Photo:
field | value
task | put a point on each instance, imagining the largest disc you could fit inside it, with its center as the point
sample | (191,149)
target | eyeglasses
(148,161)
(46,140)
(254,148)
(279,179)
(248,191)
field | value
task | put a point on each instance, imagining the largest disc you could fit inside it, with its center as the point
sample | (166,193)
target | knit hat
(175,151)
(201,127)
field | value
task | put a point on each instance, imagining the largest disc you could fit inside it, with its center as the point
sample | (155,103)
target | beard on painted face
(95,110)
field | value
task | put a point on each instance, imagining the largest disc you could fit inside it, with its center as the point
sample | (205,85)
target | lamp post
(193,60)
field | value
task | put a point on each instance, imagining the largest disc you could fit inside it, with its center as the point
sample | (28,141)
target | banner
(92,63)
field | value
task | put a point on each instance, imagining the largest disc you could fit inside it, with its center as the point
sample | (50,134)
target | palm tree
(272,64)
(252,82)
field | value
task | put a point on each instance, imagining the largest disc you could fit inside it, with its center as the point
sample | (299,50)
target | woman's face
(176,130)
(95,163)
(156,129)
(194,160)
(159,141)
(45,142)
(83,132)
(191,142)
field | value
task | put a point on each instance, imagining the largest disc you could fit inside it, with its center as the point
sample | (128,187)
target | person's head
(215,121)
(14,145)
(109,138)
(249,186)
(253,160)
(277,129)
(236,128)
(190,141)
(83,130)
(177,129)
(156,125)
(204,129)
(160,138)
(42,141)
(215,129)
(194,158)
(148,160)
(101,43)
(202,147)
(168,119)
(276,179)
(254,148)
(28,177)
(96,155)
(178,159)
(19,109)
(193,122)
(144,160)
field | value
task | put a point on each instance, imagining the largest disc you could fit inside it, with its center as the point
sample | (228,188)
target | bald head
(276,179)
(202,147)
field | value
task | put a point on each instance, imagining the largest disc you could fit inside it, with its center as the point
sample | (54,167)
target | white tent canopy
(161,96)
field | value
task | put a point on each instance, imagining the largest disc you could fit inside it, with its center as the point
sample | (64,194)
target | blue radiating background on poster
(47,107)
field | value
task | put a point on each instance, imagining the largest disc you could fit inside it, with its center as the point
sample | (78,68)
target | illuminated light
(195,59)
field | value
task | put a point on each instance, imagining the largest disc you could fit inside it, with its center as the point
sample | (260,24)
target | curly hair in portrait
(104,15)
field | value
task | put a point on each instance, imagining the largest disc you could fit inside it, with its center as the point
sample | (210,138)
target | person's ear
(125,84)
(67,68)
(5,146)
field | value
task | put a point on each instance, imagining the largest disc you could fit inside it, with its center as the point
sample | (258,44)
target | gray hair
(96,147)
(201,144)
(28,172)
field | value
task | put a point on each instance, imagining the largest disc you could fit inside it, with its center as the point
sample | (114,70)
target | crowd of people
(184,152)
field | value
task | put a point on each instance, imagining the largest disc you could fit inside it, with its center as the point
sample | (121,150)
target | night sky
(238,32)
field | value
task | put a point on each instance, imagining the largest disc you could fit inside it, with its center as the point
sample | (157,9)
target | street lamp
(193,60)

++++

» **GIVEN TASK**: Print the listing above in its entirety, with every line exact.

» **TASK OUTPUT**:
Photo:
field | value
task | put a point on each instance, imagining the largest disc you could fit inside it, with its center as the point
sample | (191,149)
target | eyeglasses
(148,161)
(46,140)
(254,148)
(279,179)
(248,191)
field | value
task | put a point on each instance, imagining the largest disc you could fit inside it, with its center as the point
sample | (166,193)
target | knit hat
(175,151)
(201,127)
field | value
task | put a point on each instance, imagining the largest disc you could fit inside it, with its center as the point
sample | (155,103)
target | beard on painted face
(95,110)
field | value
task | put a point on each instance, imagining the largest disc you could fit inside it, with its center as the point
sample | (205,85)
target | lamp post
(193,60)
field | value
task | put a point on each instance, imagining the largest disc you could fit inside it, with its center as the point
sample | (28,141)
target | banner
(92,63)
field | value
task | put a point on each instance, imagining the largest disc you could fit inside it, with its center as the point
sample | (50,134)
target | palm tree
(272,64)
(252,82)
field | value
task | put a point on each instance, imagining the largest disc you could fit inside it, with its center as the point
sample | (299,50)
target | woman's face
(176,130)
(95,163)
(156,129)
(194,160)
(159,141)
(45,142)
(83,132)
(191,142)
field | value
task | put a point on each instance, imagining the largest disc you could fit inside it, with its center as the point
sample | (128,187)
target | person's head
(215,121)
(14,145)
(109,138)
(249,186)
(253,160)
(277,129)
(236,128)
(190,141)
(83,130)
(177,129)
(156,125)
(204,129)
(160,138)
(42,141)
(215,129)
(194,158)
(148,160)
(101,43)
(202,147)
(168,119)
(276,179)
(254,148)
(28,177)
(96,155)
(178,159)
(19,109)
(193,122)
(144,160)
field | value
task | put a point on each instance, imagining the largest disc you could fit inside it, with its center as the point
sample | (228,188)
target | bald head
(276,179)
(202,147)
field | value
task | put a point on each instance, imagining the largest disc you could fit inside it, with its center as the point
sample | (54,167)
target | white tent canopy
(161,96)
field | value
task | put a point on each instance, imagining the largest disc you could fit inside it, with its center as the point
sample | (64,194)
target | blue radiating background on poster
(47,107)
field | value
task | put a point on each instance, imagining the largest disc you could fit inside it, with its center as the point
sample | (78,68)
target | illuminated light
(195,59)
field | value
task | put a point on each instance, imagining the largest disc you could fit inside it, with its center as the point
sample | (260,24)
target | curly hair in portrait
(104,15)
field | value
task | put a point on each instance, imagining the largest disc you could fit inside it, with its center as the point
sample | (210,138)
target | person's ear
(125,84)
(67,68)
(5,146)
field | value
task | put a point on each instance, imagining the largest disc you could fit inside it, with its center as the point
sample | (258,44)
target | gray hair
(96,147)
(201,144)
(28,172)
field | value
task | put a point on each instance, imagining the largest disc you could fit inside it, with its center as the point
sample | (114,70)
target | crowd of people
(184,152)
field | value
task | put a point on each instance, imagining the largest disc you could fit inside it, with its center as the point
sample | (121,150)
target | night sky
(238,32)
field | value
task | put a point on each instance, imagining the largest disc you could fit inside it, with its center as the point
sample | (157,9)
target | street lamp
(193,60)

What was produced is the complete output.